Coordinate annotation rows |
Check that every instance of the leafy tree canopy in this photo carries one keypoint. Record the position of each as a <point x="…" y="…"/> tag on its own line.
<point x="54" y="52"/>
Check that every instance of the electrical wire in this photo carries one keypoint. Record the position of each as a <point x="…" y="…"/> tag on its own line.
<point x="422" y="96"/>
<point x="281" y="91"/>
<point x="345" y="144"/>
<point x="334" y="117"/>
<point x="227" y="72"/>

---

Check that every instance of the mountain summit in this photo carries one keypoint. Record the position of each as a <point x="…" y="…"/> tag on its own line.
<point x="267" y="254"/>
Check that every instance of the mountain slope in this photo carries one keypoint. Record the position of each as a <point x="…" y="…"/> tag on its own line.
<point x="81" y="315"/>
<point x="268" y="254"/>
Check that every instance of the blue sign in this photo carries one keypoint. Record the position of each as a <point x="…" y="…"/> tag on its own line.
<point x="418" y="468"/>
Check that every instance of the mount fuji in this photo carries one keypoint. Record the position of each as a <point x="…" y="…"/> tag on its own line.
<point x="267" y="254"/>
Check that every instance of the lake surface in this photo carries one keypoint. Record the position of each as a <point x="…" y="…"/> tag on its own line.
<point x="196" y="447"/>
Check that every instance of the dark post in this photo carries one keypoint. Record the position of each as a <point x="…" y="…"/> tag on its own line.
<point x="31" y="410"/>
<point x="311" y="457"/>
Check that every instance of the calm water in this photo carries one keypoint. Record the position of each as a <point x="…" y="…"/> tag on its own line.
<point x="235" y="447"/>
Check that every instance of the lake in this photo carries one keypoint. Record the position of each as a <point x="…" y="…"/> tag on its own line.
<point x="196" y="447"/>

THE REQUEST | Could you gather every row above that contains the word "lake"?

EXERCISE RESULT |
Check that every instance of the lake surface in this photo carries one keypoint. Record the position of each as a <point x="…" y="…"/> tag on its own line.
Check that every instance of the lake in this photo carries one keypoint. Record the position of each as a <point x="…" y="…"/> tag on its own line.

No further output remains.